┏━━
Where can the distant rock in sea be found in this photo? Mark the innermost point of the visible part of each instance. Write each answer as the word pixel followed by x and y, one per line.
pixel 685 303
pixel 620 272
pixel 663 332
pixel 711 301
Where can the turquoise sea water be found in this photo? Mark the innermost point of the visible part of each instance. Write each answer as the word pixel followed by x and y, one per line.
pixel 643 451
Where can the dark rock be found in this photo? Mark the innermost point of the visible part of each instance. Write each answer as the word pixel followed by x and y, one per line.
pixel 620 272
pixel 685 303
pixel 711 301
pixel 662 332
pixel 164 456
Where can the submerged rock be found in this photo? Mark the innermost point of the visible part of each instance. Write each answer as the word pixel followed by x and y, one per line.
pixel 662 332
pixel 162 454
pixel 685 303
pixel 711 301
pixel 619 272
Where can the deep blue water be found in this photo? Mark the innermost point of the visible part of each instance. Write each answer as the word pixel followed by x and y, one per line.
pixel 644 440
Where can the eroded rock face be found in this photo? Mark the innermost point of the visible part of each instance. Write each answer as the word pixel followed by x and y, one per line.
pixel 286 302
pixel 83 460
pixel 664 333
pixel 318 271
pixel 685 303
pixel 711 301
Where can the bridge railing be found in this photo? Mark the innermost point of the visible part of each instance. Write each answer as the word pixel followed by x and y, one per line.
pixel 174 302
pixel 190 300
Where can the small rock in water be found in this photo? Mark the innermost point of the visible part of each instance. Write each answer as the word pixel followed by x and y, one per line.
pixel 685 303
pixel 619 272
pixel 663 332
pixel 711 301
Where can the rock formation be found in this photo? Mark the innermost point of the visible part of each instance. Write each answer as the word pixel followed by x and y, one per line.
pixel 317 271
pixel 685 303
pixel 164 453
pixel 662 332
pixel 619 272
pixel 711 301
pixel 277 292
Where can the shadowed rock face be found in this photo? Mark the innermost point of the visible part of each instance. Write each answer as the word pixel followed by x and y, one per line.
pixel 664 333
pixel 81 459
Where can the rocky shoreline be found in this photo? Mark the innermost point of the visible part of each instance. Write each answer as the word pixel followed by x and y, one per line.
┗━━
:: Instruction ::
Return every line of the listing above verbatim, preserving its order, wording, and punctuation.

:: Expected output ::
Where can the distant rock in sea be found in this photo? Mark the innermost point of the visible part of each instance. Write each answer as the word pixel followed by x and y, one per line.
pixel 685 303
pixel 620 272
pixel 663 332
pixel 711 301
Where can the turquoise sea water be found in this photo? Mark the innermost point of the visible part of each instance. Write each answer as the word pixel followed by x and y, one per line.
pixel 643 451
Where can the dark rock be found in this photo? Mark the innermost point of the visible part of each instance. Write each answer as the word pixel followed by x and y, one per line.
pixel 620 272
pixel 685 303
pixel 711 301
pixel 662 332
pixel 164 456
Where can the submerged rock be found in this photo? Mark the innermost point of the visible part of each instance. Write each answer as the word pixel followed by x and y, one per line.
pixel 662 332
pixel 162 454
pixel 685 303
pixel 711 301
pixel 619 272
Where can the deep blue water be found in this photo? Mark the innermost point of the visible part of each instance. Write each answer as the word pixel followed by x and y, one per line.
pixel 644 440
Where can the eroded rock face be found in this photo? Mark the innermost point of the visible part of each instance. Write each answer as the word pixel followed by x and y, one per line.
pixel 286 302
pixel 83 460
pixel 664 333
pixel 318 271
pixel 685 303
pixel 711 301
Where can the bridge railing be found in this photo? Mark the innermost point of the visible part of each instance. Write each answer as the word pixel followed by x and y, one per line.
pixel 174 302
pixel 190 300
Where can the small rock in water be found in this photo? Mark the innermost point of the visible part of each instance. Write each answer as the word pixel followed by x and y, one per line.
pixel 685 303
pixel 619 272
pixel 663 332
pixel 711 301
Where can the rock formation be found in this photo? Mark the innermost point of the visible part of each instance. Write each answer as the word pixel followed by x and y, one per line.
pixel 317 271
pixel 685 303
pixel 164 453
pixel 662 332
pixel 619 272
pixel 711 301
pixel 277 292
Where can the shadowed rock face be found in this photo? Mark the innermost point of the visible part of each instance. Write each answer as the word pixel followed by x and y, one per line.
pixel 664 333
pixel 81 459
Where can the rocky shoreline be found in this photo? Mark the innermost point of the visible part of each instance. Write each answer as the word pixel followed by x and y, one per line.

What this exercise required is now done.